## Tâches à réaliser
1 – Reproduisez mot pour mot le passage du texte sur les essais nucléaires français au Sahara situé entre « Le 13 février » et « sur les déchets. », bornes incluses.
2 – Rédigez la suite du texte sur les essais nucléaires français au Sahara, en commençant après sa dernière phrase.

## Bloc de texte
»»

Combien d’avions et autres engins militaires contaminés par la radioactivité, la France a-t-elle volontairement enterré dans les sables du Sahara ? Combien de tonnes de déchets hautement radioactifs sont enfouis au cœur de la montagne du Tan Afella ? Pendant combien d’années encore les générations actuelles et futures, comme l’environnement vont-ils souffrir de cette pollution ? La question reste entière 61 ans après le premier essai nucléaire français au Sahara algérien. Nous demandons, une nouvelle fois, que la France regarde en face son héritage radiologique, prenne en charge les conséquences sanitaires et environnementales et agisse pour la sécurité de tous.
Le 13 février 1960, la France réalisait son premier essai nucléaire, suivi de 16 autres jusqu’au 16 février 1966. La radioactivité générée, les déchets enterrés volontairement ou cachés, comme nous le révélions le 27 août 2020 dans une étude* — réalisée par ICAN France et l’Observatoire des armements —, pèse toujours, au vu de l’importance des conséquences humanitaires et environnementales, dans les relations franco-algériennes.
- Septembre 2020, les députés François-Michel Lambert (Libertés et Territoires), Jean-Paul Lecoq (GDR), Sébastien Nadot (non-inscrit), Aurélien Taché, (non-inscrit) ont déposé des questions écrites demandant de « publier les zones où ces déchets ont été enterrés afin de mettre un terme aux dangers que court les générations actuelles et futures dans ces zones ». Le ministère des Armées a répondu sans apporter aucune précision sur les déchets.

««

## Lignes répertoriées
»»

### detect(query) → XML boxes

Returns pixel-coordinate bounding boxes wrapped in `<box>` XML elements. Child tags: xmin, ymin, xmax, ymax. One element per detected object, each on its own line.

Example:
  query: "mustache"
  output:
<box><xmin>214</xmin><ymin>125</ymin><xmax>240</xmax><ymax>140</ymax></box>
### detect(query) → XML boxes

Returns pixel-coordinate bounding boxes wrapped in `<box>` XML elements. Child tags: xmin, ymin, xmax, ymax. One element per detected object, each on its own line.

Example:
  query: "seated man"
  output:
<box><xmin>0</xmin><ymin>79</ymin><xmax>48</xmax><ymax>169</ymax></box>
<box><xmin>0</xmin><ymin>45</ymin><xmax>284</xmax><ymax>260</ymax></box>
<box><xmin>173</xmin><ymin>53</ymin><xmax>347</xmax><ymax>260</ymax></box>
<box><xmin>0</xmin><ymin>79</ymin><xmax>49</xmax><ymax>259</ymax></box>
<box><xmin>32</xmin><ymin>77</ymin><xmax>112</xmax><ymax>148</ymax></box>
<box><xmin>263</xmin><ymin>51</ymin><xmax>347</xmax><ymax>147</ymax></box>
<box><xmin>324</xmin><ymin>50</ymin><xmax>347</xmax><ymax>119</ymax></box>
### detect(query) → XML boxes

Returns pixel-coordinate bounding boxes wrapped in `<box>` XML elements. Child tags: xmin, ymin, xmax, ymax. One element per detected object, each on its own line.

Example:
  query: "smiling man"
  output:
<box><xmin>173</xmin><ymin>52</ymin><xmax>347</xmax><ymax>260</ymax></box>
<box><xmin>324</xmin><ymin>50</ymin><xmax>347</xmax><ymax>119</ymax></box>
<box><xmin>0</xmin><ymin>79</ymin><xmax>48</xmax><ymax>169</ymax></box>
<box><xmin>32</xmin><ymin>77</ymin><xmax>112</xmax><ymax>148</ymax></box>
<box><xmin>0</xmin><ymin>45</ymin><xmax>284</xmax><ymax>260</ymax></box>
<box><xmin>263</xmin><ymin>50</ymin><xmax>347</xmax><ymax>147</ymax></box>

««

## Résultats ordonnés
1 –
Le 13 février 1960, la France réalisait son premier essai nucléaire, suivi de 16 autres jusqu’au 16 février 1966. La radioactivité générée, les déchets enterrés volontairement ou cachés, comme nous le révélions le 27 août 2020 dans une étude* — réalisée par ICAN France et l’Observatoire des armements —, pèse toujours, au vu de l’importance des conséquences humanitaires et environnementales, dans les relations franco-algériennes.
- Septembre 2020, les députés François-Michel Lambert (Libertés et Territoires), Jean-Paul Lecoq (GDR), Sébastien Nadot (non-inscrit), Aurélien Taché, (non-inscrit) ont déposé des questions écrites demandant de « publier les zones où ces déchets ont été enterrés afin de mettre un terme aux dangers que court les générations actuelles et futures dans ces zones ». Le ministère des Armées a répondu sans apporter aucune précision sur les déchets.

2 –
- 21 octobre 2020, la ministre de l’Environnement Barbara Pompili, dans une audition publique, en réponse à l’interpellation de la députée Mathilde Panot, a indiqué qu’elle allait se renseigner sur cette problématique des déchets laissés en Algérie. Qu’en est-il ?
- 20 janvier 2021, l’historien Benjamin Stora a remis au président Macron, son rapport sur la réconciliation mémorielle entre la France et l’Algérie dans lequel il reprend certaines de nos recommandations à propos des déchets et des essais nucléaires.
Le « passé nucléaire » ne doit plus rester profondément enfoui dans les sables. Comme leurs prédécesseurs, le président Emmanuel Macron et ses ministres seront coupables aux yeux de l’histoire s’ils n’agissent pas. À eux d’agir et de prendre des initiatives en direction des autorités algériennes pour une prise en charge des victimes et une réhabilitation de l’environnement !
Rappel de quelques données
17 essais nucléaires, entre le 13 février 1960 et le 16 février 1966, dont :
- 4 atmosphériques, laissant sur le sol des fragments noirs de sable vitrifié ;
- 13 souterrains, dont 4 (Béryl, Améthyste, Rubis, Jade) provoqueront une diffusion massive dans l’atmosphère de gaz et de roches radioactives.
363 personnes ont bénéficié en dix ans d’existence de la loi de reconnaissance et d’indemnisation des victimes des essais nucléaires français, adoptée le 5 janvier 2010. Un chiffre ridicule au regard des dizaines de milliers de personnes qui ont participé et aux populations qui ont subi les 210 essais réalisés par la France entre 1960 et 1996 en Algérie et en Polynésie ! Soit : 1 seule indemnisation a été accordée à une personne habitant en Algérie, 63 à des personnes résidant en Polynésie et 299 à des membres du personnel civil ou militaire.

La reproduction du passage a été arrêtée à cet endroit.